■ FRAGMENTO DEL TEXTO
++++++

Hijo, guarda el tiempo.
Ecl. 4, 23
PUNTO 1
Procura, hijo mío
–nos dice el Espíritu Santo–, emplear bien el tiempo, que es la más preciada
cosa, riquísimo don que Dios concede al hombre mortal. Hasta los gentiles
conocieron cuánto es su valor. Séneca decía que nada puede equivaler al precio
del tiempo. Y con mayor estimación le apreciaron los Santos.
San Bernardino de
Siena afirma que un instante de tiempo vale tanto como Dios, porque en ese
momento, con un acto de contrición o de amor perfecto, puede el hombre adquirir
la divina gracia y la gloria eterna.
Tesoro es el
tiempo que sólo en esta vida se halla, mas no en la otra, ni en el Cielo, ni en el
infierno. Así es el grito de los condenados: “¡Oh, si tuviésemos una hora!...”
A toda costa querrían una hora para remediar su ruina; pero esta hora jamás les
será dada.

++++++

■ QUÉ HAY QUE HACER
Di si cada afirmación está de acuerdo con el texto sobre el valor del tiempo. Contesta sí o no y copia las palabras del texto que lo deciden.
1. Séneca decía que nada puede equivaler al precio del tiempo.
2. Los condenados reciben al fin la hora que piden.
3. El tiempo se halla también en el Cielo.
Los registros son un material aparte y no tienen que ver con el texto.

++++++

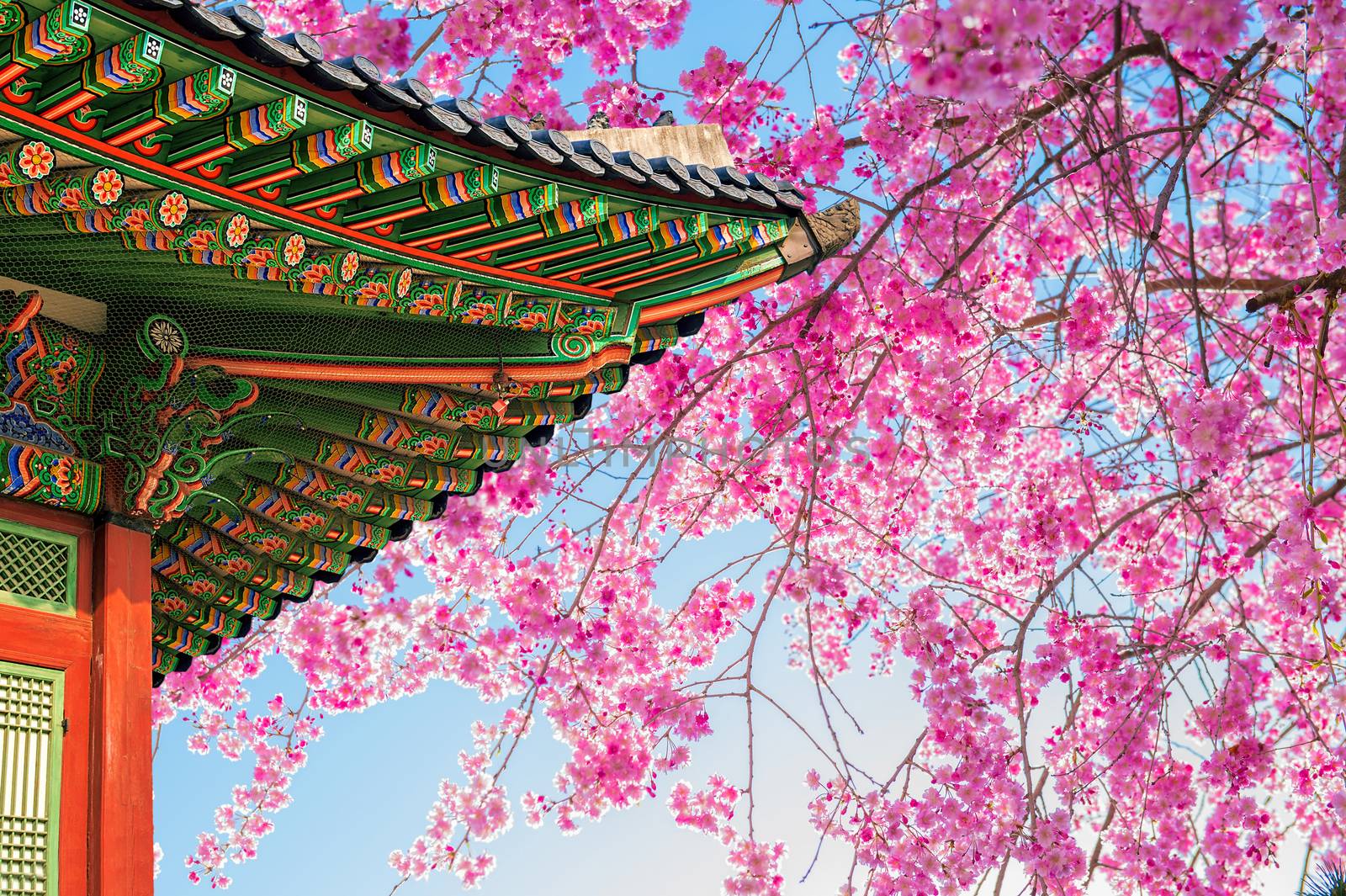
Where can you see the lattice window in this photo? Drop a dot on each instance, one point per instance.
(30, 779)
(37, 568)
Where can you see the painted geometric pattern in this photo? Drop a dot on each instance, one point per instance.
(30, 755)
(361, 222)
(37, 570)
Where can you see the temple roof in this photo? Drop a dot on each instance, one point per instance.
(278, 311)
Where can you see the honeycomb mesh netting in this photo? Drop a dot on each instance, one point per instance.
(162, 386)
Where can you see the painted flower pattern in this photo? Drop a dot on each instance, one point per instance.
(236, 231)
(37, 161)
(294, 251)
(349, 267)
(172, 210)
(107, 186)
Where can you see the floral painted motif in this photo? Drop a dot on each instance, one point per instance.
(295, 249)
(236, 231)
(349, 267)
(107, 186)
(37, 161)
(172, 209)
(1020, 532)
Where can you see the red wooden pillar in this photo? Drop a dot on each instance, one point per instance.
(120, 805)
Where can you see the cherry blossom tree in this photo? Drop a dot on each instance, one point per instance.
(1053, 447)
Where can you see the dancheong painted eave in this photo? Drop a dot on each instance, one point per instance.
(276, 311)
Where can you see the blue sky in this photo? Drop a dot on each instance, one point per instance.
(372, 778)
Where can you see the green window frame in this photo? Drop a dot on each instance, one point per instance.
(31, 713)
(38, 568)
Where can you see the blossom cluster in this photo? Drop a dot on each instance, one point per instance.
(1096, 532)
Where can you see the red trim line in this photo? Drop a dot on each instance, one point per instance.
(551, 256)
(404, 374)
(656, 314)
(174, 175)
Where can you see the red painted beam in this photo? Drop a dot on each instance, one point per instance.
(121, 802)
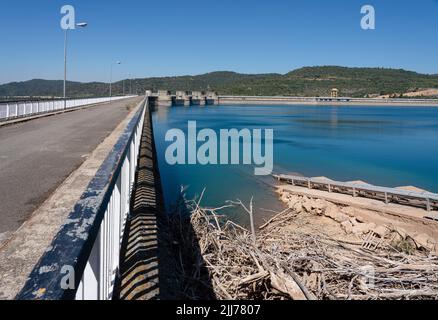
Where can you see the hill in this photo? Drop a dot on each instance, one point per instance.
(308, 81)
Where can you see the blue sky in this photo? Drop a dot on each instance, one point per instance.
(159, 38)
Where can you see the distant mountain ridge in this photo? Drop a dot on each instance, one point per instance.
(307, 81)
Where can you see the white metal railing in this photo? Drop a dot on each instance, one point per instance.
(11, 110)
(90, 243)
(100, 273)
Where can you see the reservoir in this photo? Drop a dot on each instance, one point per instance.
(386, 146)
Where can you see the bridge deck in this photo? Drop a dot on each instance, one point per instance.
(36, 156)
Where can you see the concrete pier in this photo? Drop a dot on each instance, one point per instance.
(212, 98)
(164, 98)
(181, 99)
(198, 98)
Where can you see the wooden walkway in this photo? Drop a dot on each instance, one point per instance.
(425, 199)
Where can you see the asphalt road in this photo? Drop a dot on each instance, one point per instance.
(37, 156)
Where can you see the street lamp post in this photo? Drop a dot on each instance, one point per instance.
(111, 79)
(81, 25)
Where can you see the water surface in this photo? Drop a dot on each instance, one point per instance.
(387, 146)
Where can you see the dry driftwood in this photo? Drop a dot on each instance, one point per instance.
(277, 265)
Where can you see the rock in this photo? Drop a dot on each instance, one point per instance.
(381, 231)
(354, 221)
(307, 205)
(362, 228)
(297, 207)
(423, 241)
(347, 226)
(333, 212)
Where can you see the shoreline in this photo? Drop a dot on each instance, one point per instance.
(325, 101)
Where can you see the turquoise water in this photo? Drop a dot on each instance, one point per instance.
(387, 146)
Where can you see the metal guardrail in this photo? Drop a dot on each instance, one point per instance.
(12, 110)
(357, 189)
(89, 243)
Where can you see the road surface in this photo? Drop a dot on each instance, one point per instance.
(37, 156)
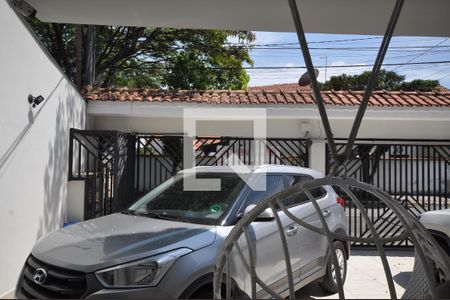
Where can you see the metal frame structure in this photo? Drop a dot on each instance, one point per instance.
(429, 256)
(370, 85)
(428, 253)
(414, 173)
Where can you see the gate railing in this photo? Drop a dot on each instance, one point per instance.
(99, 158)
(415, 173)
(159, 157)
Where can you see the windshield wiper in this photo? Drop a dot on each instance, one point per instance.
(161, 216)
(150, 215)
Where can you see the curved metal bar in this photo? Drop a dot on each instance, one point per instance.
(339, 236)
(373, 77)
(252, 263)
(258, 280)
(287, 258)
(425, 245)
(228, 275)
(334, 260)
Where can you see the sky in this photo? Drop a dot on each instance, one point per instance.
(363, 50)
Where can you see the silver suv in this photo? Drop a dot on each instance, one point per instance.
(166, 244)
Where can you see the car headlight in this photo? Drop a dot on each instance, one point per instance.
(144, 272)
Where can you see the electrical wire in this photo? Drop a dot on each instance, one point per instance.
(295, 67)
(424, 52)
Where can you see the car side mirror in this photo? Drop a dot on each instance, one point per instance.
(266, 215)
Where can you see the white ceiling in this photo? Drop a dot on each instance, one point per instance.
(418, 18)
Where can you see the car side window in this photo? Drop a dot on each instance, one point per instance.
(274, 185)
(292, 180)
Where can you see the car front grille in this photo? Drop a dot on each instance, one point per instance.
(59, 284)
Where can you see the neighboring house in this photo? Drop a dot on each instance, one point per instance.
(398, 127)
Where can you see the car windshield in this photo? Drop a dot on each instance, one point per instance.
(171, 201)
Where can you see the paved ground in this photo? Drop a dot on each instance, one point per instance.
(365, 276)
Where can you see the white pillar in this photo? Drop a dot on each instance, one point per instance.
(317, 156)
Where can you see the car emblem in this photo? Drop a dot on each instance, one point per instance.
(40, 276)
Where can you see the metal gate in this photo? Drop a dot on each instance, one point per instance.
(104, 160)
(415, 173)
(158, 157)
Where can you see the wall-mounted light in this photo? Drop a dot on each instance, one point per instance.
(35, 101)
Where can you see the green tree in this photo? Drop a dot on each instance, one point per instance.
(386, 80)
(152, 57)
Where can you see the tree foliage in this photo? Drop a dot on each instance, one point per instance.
(386, 80)
(153, 57)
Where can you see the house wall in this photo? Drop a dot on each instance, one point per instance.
(33, 146)
(401, 128)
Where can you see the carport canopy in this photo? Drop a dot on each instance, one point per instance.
(419, 17)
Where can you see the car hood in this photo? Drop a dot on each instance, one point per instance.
(99, 243)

++++++

■ RESPUESTA CORRECTA
1. Sí: "Séneca decía que nada puede equivaler al precio del tiempo."
2. No: "pero esta hora jamás les será dada."
3. No: "sólo en esta vida se halla, mas no en la otra, ni en el Cielo, ni en el infierno."